::: Lesetext :::
Die nächsten Filmhits, auf die wir uns freuen dürfen: Ein Mann sieht Rot! mit Christian Kern, der seine Slim-Fit-Anzüge endlich auf großer Leinwand präsentieren darf. Die Glücksritterin mit Eva Glawischnig, über eine Frau, die nach dem Verteilen von Gemeinheiten dem Mammon verfällt und für immer im Bauch eines Einarmigen Banditen verschwindet. Grüne Tomaten (Endlich wieder mehr Zeit für Gartenarbeit!)  mit Maria Vassilakou, die als Protagonistin ein Hochhausprojekt noch vor Baubeginn zum Einsturz bringt und schließlich fern der großen Stadt ein neues Leben anfängt.

Ein weiteres Projekt verspricht prickelnde Spannung, doch es fehlt noch die Unterschrift des Hauptdarstellers. Peter Pilz wurde für den erotischen Psychothriller Fifty Shades of Green (U-Ausschuss einmal anders!) angefragt, aber die Verhandlungen stecken fest; es wird gemunkelt, dass die Produzenten seinem Wunsch, sämtliche weiblichen Darstellerinnen vorab persönlich auf der Besetzungscouch testen zu dürfen, nicht entsprechen wollen. Sie befürchten einen Skandal von Weinsteinschen Dimensionen, womit sich der Kreis schließt.

Als Alternative zu Peter Pilz böte sich Hugh Grant an. Dann verkommt die Story zwar zu einer seichten Liebeskomödie mit Happy-Pop-Soundtrack, aber der Brite brächte die entscheidende Voraussetzung mit: Er ist seit jeher der einzige Schauspieler weltweit, der in jedem Film sich selbst spielt. Und genau das ist ja, was ihr wollt.

Cineastische Grüße, Der Kernölbotschafter

Feder

 

27. August 2018: Lieber Harald Mahrer!

Einen größeren Wunderwuzzi hat es in der Alpenrepublik wohl noch nie gegeben. So viele Jobs! Und immer in leitender Funktion! Wie schaffen Sie das nur? Hat Ihr Tag 48 Stunden im Gegensatz zu den läppischen 24 von uns leider Gottes sterblichen Erdlingen? Oder haben Sie bei einem sauerstofffreien Tauchgang während Ihres letzten Urlaubs die sagenhafte Stadt Atlantis entdeckt, wo in einem alten Freimaurergrab das Rezept für ewige Jugend, Kraft und Schönheit verborgen war?

Alles Hirngespinste. Die Wahrheit ist viel banaler, wie ich in der bunten Sonntagskrone von gestern erkennen musste. Sie sind einfach unglaublich fit. Um das zu beweisen, ließen Sie sich von einem Fotografen des Boulevardblattes auf einem Ihrer Powerläufe ablichten.

Mahrer läuft(Foto: Intersport)
::: Datenübersicht :::
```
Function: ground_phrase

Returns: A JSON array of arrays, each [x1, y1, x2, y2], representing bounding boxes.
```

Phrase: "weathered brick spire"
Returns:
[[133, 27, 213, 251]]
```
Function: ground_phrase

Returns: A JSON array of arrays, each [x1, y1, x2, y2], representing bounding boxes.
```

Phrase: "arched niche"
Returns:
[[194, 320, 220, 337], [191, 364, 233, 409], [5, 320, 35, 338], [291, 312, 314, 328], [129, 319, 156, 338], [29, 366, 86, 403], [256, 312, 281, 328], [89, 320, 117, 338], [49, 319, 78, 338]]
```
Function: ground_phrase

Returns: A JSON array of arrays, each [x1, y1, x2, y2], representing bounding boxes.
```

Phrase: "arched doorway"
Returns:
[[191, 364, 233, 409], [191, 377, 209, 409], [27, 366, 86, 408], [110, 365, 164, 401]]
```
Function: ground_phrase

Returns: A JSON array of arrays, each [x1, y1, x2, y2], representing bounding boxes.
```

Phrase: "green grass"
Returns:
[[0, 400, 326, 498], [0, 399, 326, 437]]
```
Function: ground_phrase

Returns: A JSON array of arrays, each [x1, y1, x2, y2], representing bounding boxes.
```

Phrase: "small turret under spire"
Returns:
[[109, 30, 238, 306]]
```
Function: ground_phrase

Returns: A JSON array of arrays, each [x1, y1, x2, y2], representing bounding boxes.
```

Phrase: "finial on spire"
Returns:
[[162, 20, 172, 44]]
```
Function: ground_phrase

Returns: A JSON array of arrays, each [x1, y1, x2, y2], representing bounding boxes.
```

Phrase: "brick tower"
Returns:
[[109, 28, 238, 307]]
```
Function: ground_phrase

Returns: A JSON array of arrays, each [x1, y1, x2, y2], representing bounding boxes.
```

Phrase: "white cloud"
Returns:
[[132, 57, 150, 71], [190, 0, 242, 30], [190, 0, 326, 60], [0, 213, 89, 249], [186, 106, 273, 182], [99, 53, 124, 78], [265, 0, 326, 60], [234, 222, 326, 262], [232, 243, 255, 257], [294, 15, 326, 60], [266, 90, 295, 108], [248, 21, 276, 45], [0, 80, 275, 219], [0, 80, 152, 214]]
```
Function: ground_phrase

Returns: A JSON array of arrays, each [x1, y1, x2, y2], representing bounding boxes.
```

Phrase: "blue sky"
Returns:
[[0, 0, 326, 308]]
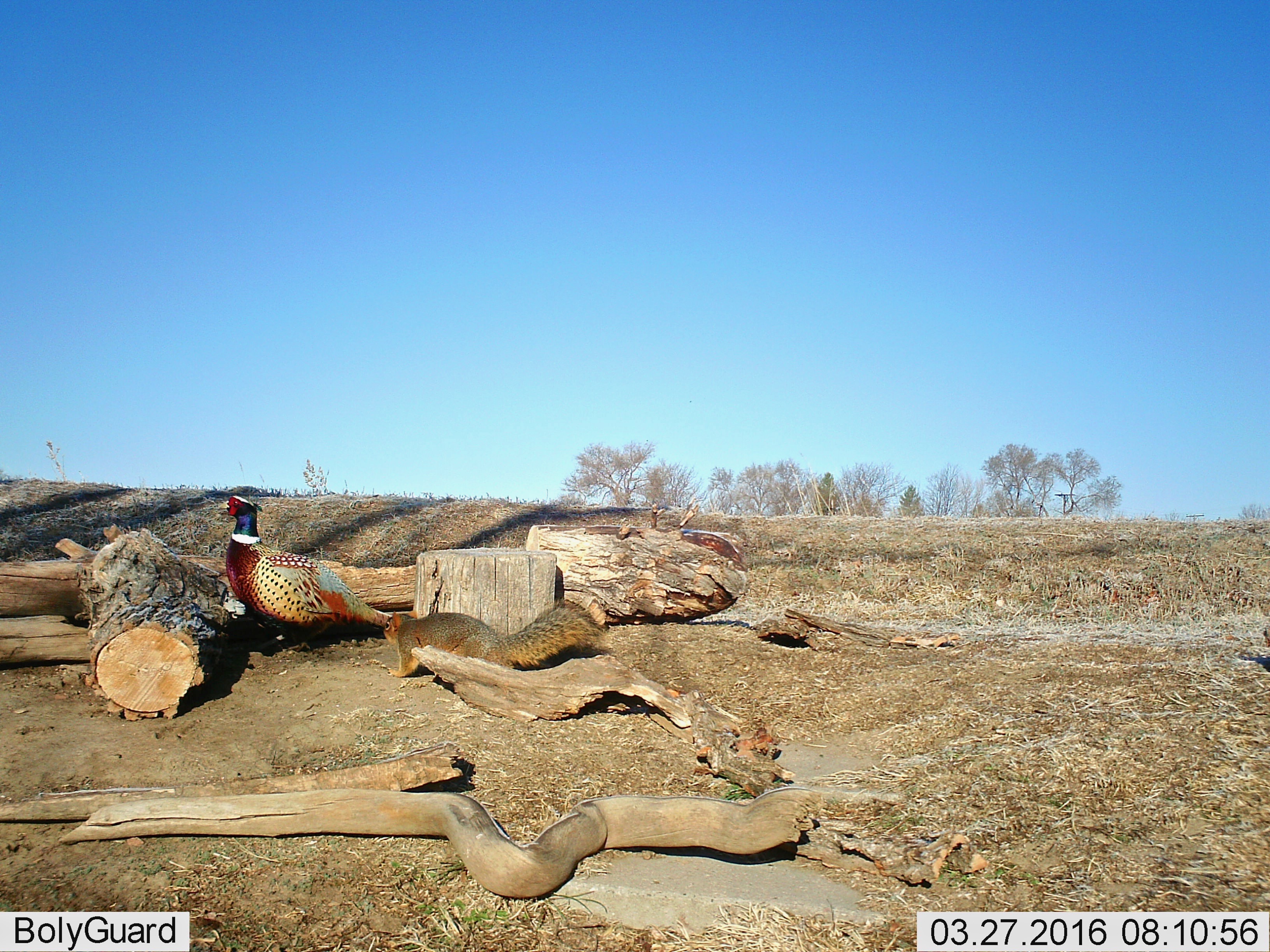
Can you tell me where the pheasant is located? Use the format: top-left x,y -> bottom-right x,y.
225,496 -> 393,630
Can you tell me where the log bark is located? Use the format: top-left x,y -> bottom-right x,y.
0,614 -> 88,664
754,608 -> 961,649
62,787 -> 819,899
413,645 -> 790,796
85,529 -> 230,718
56,525 -> 415,612
524,525 -> 747,623
0,744 -> 462,822
414,548 -> 556,635
0,560 -> 88,618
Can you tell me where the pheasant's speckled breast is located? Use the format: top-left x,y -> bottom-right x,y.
226,542 -> 388,627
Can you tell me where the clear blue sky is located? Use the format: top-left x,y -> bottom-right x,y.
0,0 -> 1270,515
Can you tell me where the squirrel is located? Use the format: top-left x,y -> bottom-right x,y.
384,602 -> 605,678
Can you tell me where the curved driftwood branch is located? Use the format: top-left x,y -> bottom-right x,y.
62,787 -> 821,899
0,744 -> 462,822
414,645 -> 791,796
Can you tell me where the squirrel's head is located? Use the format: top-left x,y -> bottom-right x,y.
225,496 -> 260,519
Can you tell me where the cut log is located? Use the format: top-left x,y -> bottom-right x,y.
56,525 -> 415,612
0,560 -> 88,618
414,548 -> 556,635
62,787 -> 821,899
413,645 -> 791,796
320,560 -> 418,612
796,820 -> 988,886
0,614 -> 88,664
0,744 -> 462,822
84,529 -> 230,718
524,525 -> 746,623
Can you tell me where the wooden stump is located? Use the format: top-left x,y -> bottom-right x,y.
414,548 -> 556,635
85,529 -> 229,720
524,525 -> 747,622
0,614 -> 88,664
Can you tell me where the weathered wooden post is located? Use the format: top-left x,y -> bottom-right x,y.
414,548 -> 556,635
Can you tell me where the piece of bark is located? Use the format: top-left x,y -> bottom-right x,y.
0,614 -> 88,664
754,616 -> 821,650
785,608 -> 894,645
320,560 -> 418,612
524,525 -> 747,623
0,744 -> 462,822
0,558 -> 88,618
53,538 -> 96,562
84,529 -> 230,718
413,645 -> 790,796
798,820 -> 988,886
62,787 -> 819,899
413,645 -> 693,727
414,548 -> 556,635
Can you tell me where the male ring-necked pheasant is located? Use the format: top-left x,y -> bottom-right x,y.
225,496 -> 393,630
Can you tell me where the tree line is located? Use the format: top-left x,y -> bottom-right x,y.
564,442 -> 1121,516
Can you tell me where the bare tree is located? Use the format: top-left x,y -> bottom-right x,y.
564,443 -> 656,505
983,443 -> 1038,515
1058,449 -> 1102,515
1086,476 -> 1120,519
635,461 -> 701,506
922,463 -> 964,515
899,485 -> 926,518
838,463 -> 904,515
734,463 -> 779,515
952,473 -> 988,515
772,460 -> 815,515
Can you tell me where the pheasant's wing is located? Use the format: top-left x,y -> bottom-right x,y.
250,551 -> 389,628
255,552 -> 337,625
318,565 -> 390,628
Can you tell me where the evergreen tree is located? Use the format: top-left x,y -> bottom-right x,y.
899,486 -> 924,515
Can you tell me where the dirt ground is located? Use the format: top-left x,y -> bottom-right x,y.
0,481 -> 1270,952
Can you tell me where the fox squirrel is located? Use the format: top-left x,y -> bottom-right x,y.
384,602 -> 605,678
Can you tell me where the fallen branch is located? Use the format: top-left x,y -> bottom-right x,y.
414,645 -> 790,796
0,744 -> 462,822
798,820 -> 988,886
63,525 -> 415,614
62,787 -> 819,899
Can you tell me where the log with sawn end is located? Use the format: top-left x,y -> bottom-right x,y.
413,645 -> 790,796
62,787 -> 821,899
524,525 -> 747,623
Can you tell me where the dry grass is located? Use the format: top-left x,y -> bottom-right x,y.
0,480 -> 1270,625
0,481 -> 1270,952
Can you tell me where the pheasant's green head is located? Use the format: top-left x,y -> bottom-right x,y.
226,496 -> 260,546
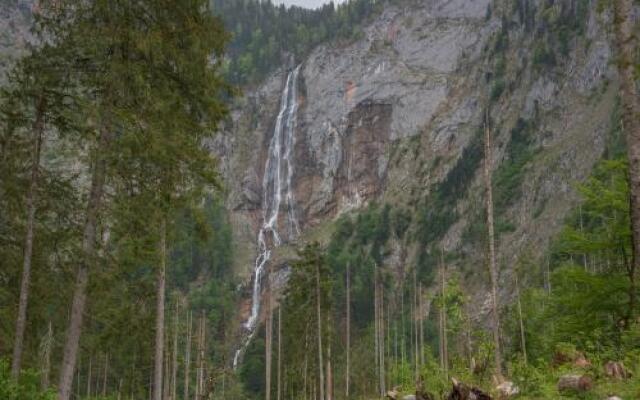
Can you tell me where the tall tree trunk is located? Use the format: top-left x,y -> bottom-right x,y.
102,353 -> 109,397
614,0 -> 640,326
171,299 -> 179,400
484,111 -> 502,377
87,354 -> 91,397
440,251 -> 449,379
418,282 -> 426,365
326,315 -> 333,400
11,97 -> 45,379
40,320 -> 53,390
58,127 -> 113,400
515,271 -> 527,365
373,265 -> 382,395
198,310 -> 207,397
265,269 -> 273,400
195,316 -> 202,400
316,261 -> 325,400
153,217 -> 167,400
413,268 -> 420,382
184,310 -> 193,400
276,307 -> 282,400
378,282 -> 386,396
345,263 -> 351,399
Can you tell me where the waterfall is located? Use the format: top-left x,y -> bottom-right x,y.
233,66 -> 300,369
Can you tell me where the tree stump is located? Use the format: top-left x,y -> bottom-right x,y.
558,375 -> 593,392
604,361 -> 631,380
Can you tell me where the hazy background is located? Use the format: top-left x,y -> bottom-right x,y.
272,0 -> 344,8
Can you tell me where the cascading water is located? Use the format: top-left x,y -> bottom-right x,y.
233,66 -> 300,368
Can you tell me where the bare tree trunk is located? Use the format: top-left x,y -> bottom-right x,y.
276,306 -> 282,400
58,127 -> 113,400
614,0 -> 640,326
345,263 -> 351,399
102,353 -> 109,397
265,269 -> 273,400
484,111 -> 502,377
302,329 -> 309,400
373,265 -> 382,395
87,355 -> 91,397
162,344 -> 171,400
378,282 -> 386,396
400,280 -> 407,380
40,320 -> 53,390
326,324 -> 333,400
76,358 -> 82,399
316,262 -> 325,400
183,310 -> 193,400
515,271 -> 527,365
195,316 -> 202,400
413,267 -> 420,382
184,310 -> 193,400
171,299 -> 179,400
11,97 -> 45,379
153,217 -> 167,400
465,309 -> 474,372
197,310 -> 207,398
440,251 -> 449,379
418,282 -> 425,365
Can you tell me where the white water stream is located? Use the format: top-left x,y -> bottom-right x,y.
233,66 -> 300,369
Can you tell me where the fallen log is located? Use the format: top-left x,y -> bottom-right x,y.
604,361 -> 631,380
558,375 -> 593,392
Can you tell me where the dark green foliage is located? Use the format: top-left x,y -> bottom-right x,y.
416,129 -> 483,247
211,0 -> 389,84
240,328 -> 265,399
0,359 -> 56,400
493,118 -> 537,216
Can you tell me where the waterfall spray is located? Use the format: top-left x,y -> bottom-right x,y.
233,66 -> 300,369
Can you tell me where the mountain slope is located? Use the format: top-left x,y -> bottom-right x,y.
218,0 -> 616,319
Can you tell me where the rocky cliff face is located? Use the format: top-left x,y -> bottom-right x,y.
220,0 -> 616,322
0,0 -> 34,83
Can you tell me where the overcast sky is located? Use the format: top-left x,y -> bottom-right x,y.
273,0 -> 344,8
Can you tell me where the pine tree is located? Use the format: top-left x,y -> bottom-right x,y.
614,0 -> 640,325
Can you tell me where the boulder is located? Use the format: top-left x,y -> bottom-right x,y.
447,378 -> 492,400
558,375 -> 593,392
496,381 -> 520,400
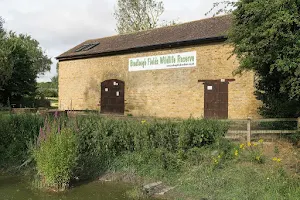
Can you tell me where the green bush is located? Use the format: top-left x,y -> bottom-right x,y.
32,123 -> 78,190
0,114 -> 43,168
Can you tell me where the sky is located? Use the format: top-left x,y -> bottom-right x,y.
0,0 -> 227,82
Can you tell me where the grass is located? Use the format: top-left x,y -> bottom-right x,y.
46,97 -> 58,109
0,115 -> 300,200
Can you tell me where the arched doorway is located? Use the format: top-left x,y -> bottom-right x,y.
101,79 -> 125,114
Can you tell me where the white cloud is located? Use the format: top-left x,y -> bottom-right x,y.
0,0 -> 225,81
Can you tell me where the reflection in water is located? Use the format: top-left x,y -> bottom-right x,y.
0,176 -> 155,200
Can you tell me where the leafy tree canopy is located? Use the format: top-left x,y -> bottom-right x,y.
229,0 -> 300,117
0,18 -> 52,104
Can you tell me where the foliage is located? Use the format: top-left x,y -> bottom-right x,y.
206,1 -> 236,16
233,139 -> 265,164
114,0 -> 176,34
32,121 -> 78,190
0,21 -> 52,104
0,114 -> 43,168
229,0 -> 300,117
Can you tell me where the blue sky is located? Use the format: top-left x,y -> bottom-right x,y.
0,0 -> 227,82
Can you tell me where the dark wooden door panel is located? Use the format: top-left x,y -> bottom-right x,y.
204,80 -> 228,119
101,79 -> 125,114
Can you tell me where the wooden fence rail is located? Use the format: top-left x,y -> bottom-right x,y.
226,117 -> 300,142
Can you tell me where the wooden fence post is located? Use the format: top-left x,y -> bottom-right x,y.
247,117 -> 251,143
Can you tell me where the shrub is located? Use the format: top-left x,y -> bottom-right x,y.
32,120 -> 78,190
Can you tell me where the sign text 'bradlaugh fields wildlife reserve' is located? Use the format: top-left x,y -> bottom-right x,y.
128,51 -> 197,71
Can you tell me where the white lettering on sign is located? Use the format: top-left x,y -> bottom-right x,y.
128,51 -> 197,72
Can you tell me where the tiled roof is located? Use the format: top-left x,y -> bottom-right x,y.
57,15 -> 232,60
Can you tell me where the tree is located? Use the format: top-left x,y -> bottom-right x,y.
228,0 -> 300,117
114,0 -> 176,34
0,29 -> 52,105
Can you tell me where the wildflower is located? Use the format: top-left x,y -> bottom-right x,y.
234,150 -> 239,156
240,144 -> 245,149
213,158 -> 219,164
54,110 -> 58,118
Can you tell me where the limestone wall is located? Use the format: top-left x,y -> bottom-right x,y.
59,43 -> 259,118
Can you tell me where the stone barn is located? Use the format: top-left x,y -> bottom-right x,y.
57,15 -> 259,119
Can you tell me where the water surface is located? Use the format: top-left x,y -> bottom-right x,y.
0,175 -> 153,200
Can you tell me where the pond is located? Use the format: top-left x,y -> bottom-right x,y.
0,175 -> 153,200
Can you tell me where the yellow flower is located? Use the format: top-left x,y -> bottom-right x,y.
234,150 -> 239,156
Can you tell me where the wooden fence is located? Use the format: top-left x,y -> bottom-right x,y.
224,117 -> 300,142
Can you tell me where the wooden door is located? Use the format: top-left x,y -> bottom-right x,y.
101,79 -> 125,114
204,80 -> 228,119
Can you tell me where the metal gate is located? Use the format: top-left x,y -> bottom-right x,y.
101,79 -> 125,114
204,80 -> 228,119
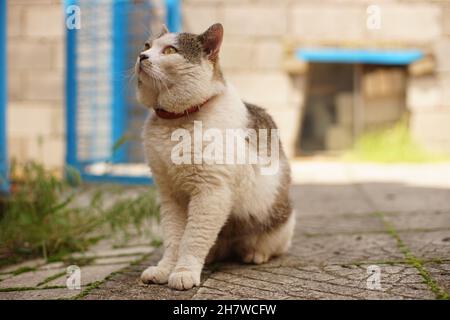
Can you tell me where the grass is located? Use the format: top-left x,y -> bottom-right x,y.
344,120 -> 450,163
375,212 -> 450,300
0,163 -> 159,266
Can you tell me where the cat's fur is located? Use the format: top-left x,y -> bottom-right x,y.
:::
# Zu erledigen
- A) Stimmen diese Aussagen mit den Kernölbotschafter-Briefen überein? Beantworte jede mit Ja oder Nein und zitiere die entscheidenden Worte. (i) Peter Pilz hat für Fifty Shades of Green bereits unterschrieben. (ii) Hugh Grant spielt laut Text in jedem Film sich selbst. (iii) Der Fotograf, der Mahrer beim Laufen ablichtete, kam von einem Boulevardblatt.
- B) Führe den Brief an Harald Mahrer aus den Kernölbotschafter-Briefen nach der Bildzeile „Mahrer läuft(Foto: Intersport)“ weiter.

# Ergebnisse je Aufgabe
- A)
(i) Nein: „doch es fehlt noch die Unterschrift des Hauptdarstellers“
(ii) Ja: „der in jedem Film sich selbst spielt“
(iii) Ja: „ließen Sie sich von einem Fotografen des Boulevardblattes auf einem Ihrer Powerläufe ablichten“

- B)
Sie verkörpern perfekt das Motto Österreich neu regieren, das Bundeskanzler Sebastian Kurz ausgegeben hat. Getreu dem Vorhaben, Leistung muss sich wieder lohnen, haben Sie nicht bloß einen Stressjob aufgerissen, auch nicht zwei, drei, vier oder fünf. Nein, ganze sechs Ämter haben Sie übernommen und stehen noch dazu am Hirarchietreppchen immer ganz oben!

Wirtschaftsbund, Wirtschaftskammer, Sporthilfe, Sozialversicherungsanstalt der gewerblichen Wirtschaft, Wirtschaftsforschungsinstitut, und aktuell auch noch die Österreichische Nationalbank. Damit nicht genug: Sie beraten außerdem den Kanzler, führen eine eigene Firma, haben diverse Publikationen vorgelegt und sind auch noch verheiratet. Wie oft (oder eher: wie selten) Sie Ihre Frau zu Gesicht bekommt, wage ich mir gar nicht auszumalen. Von Kindern war noch nirgends zu lesen, aber Gerüchte besagen, Sie möchten irgendwann alle Ämter an geeignete Nachfolger übergeben. Da kann sich die Seitenblicke-Redaktion auf viele gelungene Familienschnappschüsse freuen!

Und jetzt Ihr neuester Coup: Mit der Fotostrecke aus der Sonntagskrone zeigen Sie nicht nur Ihren stählernen Body in aller Öffentlichkeit. Sie präsentieren gleichzeitig die neue Kampagne des Ministeriums für Gesundheit, dem Sie in Sachen Publicity ein bisserl unter die Arme greifen. Verständlich, denn was Beate Hartinger-Klein in letzter Zeit abgeliefert hat, war ein Fettnäpfchenparcours, kein Fitnesslauf.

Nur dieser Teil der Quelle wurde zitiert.